Given exercise
Return every line of the records that contains the word "deepest", treating uppercase and lowercase as different.

━━━ Stored rows

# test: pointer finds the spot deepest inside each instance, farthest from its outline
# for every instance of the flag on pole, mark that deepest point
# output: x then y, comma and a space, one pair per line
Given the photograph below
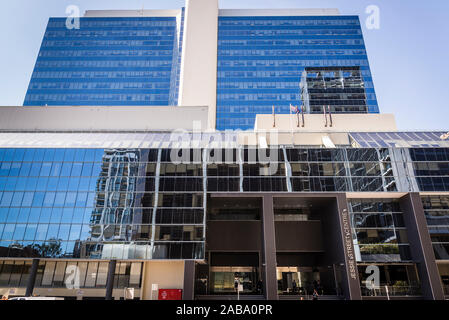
294, 109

━━━━━━

Written answer
# test: pointer finds the spot deepest inside each instance, farthest from its outline
# for every instance of the flag on pole, mark that deepest point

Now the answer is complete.